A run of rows

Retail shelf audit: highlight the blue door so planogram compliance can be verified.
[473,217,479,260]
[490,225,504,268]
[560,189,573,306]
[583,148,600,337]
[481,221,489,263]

» **Work required**: Copy each of the rows above word for word, keeping every line in its original order.

» **Expected output**:
Retail shelf audit: highlight the blue door so planogram compliance can be verified.
[473,217,479,260]
[490,225,504,268]
[560,189,573,306]
[583,148,600,337]
[481,221,489,263]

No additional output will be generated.